INSTRUCTIONS FOR THE TASK: Work out how many lines of the listing hold the string "grille", then answer with that number and nothing else.

<<<<

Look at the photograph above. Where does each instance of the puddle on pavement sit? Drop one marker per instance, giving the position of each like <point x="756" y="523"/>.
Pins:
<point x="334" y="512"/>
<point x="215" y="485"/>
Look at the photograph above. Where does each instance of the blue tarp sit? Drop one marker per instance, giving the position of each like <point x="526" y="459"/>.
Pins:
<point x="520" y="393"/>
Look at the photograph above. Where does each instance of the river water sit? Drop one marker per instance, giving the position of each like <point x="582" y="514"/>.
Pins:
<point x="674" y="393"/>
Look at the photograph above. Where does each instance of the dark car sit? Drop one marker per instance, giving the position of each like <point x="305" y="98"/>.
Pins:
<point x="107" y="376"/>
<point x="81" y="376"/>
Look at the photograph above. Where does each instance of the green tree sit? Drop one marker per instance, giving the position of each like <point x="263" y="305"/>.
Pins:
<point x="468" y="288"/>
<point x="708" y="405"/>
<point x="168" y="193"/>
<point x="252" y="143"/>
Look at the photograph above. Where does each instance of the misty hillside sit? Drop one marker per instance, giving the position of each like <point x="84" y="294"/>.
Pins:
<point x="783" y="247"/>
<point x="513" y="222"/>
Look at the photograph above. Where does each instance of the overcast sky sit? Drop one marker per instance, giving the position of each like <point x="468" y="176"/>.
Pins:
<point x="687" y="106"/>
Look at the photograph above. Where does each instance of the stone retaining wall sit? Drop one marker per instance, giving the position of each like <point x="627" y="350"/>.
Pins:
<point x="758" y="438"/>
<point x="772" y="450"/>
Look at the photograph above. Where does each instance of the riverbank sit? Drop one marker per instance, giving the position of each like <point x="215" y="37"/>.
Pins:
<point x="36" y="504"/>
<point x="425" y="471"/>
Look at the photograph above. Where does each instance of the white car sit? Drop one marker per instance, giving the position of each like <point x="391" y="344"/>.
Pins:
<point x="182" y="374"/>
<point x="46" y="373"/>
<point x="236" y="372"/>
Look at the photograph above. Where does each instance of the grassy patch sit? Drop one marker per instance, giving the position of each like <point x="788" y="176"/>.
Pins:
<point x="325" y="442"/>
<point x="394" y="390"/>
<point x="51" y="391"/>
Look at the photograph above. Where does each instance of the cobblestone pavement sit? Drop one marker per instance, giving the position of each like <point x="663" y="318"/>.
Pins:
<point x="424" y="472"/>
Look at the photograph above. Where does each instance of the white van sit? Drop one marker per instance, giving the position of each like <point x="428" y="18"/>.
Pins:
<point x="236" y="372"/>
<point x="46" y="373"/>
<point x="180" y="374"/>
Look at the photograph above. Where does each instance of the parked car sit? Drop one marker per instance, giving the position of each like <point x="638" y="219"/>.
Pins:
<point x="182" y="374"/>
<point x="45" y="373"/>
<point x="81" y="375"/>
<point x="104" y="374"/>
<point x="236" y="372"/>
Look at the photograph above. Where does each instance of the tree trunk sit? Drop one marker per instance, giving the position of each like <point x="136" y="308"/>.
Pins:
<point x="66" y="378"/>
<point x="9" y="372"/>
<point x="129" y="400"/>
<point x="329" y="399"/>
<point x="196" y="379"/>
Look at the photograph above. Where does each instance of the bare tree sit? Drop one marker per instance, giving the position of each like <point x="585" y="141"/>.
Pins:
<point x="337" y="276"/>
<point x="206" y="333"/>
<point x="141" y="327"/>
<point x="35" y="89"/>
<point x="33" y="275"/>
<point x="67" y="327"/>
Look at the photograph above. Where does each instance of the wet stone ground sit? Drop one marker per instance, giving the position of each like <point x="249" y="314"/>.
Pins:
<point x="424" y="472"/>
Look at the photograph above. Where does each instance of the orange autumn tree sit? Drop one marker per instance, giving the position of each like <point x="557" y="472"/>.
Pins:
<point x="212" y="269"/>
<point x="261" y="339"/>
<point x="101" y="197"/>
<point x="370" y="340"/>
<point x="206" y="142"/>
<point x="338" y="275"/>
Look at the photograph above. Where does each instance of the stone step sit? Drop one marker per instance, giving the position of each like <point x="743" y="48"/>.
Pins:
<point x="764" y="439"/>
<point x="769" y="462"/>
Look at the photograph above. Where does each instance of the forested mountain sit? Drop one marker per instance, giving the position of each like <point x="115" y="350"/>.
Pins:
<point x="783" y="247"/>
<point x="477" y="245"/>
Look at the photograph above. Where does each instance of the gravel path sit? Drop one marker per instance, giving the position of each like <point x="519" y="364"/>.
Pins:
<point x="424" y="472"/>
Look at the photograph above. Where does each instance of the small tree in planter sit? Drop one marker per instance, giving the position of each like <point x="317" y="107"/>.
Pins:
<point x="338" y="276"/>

>>>>
<<<<

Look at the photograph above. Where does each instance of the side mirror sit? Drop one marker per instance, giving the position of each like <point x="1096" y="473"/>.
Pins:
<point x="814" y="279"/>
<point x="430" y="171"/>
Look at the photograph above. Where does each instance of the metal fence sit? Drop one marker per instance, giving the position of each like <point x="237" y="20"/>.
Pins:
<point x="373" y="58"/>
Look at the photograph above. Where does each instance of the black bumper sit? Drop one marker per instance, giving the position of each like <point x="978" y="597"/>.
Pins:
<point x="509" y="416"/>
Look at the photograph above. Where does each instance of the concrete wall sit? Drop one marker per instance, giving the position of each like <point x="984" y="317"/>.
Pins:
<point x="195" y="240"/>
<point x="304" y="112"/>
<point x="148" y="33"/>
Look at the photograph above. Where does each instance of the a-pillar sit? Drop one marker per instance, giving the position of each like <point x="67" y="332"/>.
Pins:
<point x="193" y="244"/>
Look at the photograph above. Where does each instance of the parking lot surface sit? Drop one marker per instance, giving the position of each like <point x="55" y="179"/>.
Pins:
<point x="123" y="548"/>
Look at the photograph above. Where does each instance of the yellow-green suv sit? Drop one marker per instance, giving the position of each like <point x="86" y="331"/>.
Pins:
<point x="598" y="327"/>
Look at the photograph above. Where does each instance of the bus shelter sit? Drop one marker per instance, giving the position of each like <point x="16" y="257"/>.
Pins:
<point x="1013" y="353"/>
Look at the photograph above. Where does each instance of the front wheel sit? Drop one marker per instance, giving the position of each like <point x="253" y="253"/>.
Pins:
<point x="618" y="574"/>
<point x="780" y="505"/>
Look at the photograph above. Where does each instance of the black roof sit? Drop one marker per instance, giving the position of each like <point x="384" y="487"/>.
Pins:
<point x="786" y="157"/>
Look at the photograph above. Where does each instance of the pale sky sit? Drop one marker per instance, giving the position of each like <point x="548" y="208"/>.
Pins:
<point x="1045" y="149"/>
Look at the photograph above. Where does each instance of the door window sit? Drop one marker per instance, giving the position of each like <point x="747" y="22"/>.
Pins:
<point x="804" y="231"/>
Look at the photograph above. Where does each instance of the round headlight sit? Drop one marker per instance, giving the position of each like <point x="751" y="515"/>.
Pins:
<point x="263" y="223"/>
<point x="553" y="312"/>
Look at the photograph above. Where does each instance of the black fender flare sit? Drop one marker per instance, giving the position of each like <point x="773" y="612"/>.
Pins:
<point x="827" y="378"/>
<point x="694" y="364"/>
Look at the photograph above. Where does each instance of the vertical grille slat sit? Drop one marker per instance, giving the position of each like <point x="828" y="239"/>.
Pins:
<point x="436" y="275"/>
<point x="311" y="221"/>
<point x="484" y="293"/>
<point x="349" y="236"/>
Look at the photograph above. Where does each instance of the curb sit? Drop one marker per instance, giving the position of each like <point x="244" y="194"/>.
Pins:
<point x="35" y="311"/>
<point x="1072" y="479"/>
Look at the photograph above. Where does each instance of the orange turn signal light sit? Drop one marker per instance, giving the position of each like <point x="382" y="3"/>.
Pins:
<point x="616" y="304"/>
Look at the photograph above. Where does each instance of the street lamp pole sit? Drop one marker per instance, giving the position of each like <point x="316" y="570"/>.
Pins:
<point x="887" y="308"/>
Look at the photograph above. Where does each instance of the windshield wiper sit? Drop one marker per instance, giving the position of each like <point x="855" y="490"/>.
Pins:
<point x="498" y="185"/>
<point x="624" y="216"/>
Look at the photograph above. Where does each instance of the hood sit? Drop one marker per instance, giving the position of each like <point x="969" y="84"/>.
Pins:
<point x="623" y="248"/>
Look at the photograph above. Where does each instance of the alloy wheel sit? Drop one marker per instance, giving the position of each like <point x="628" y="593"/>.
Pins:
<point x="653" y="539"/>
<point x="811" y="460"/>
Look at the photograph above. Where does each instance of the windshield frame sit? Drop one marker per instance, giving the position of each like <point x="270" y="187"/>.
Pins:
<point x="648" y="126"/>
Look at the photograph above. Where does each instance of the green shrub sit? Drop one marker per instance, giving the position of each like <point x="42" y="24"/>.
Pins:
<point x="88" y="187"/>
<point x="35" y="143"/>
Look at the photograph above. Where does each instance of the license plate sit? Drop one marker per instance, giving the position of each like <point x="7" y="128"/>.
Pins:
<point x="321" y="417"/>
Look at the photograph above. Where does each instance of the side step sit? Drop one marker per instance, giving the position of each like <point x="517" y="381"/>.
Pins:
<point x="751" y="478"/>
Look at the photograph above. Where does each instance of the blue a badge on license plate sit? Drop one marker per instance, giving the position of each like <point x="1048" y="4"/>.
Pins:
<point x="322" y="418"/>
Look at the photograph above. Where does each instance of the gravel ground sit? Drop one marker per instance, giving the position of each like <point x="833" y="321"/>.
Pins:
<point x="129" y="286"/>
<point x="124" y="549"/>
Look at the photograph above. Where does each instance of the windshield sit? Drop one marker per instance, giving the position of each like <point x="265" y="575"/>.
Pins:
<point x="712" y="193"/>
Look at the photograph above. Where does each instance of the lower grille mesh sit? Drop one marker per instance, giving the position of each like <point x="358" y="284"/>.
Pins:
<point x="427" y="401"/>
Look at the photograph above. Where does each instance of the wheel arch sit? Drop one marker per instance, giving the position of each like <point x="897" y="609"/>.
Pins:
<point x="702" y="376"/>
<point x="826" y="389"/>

>>>>

WRITTEN ANSWER: 2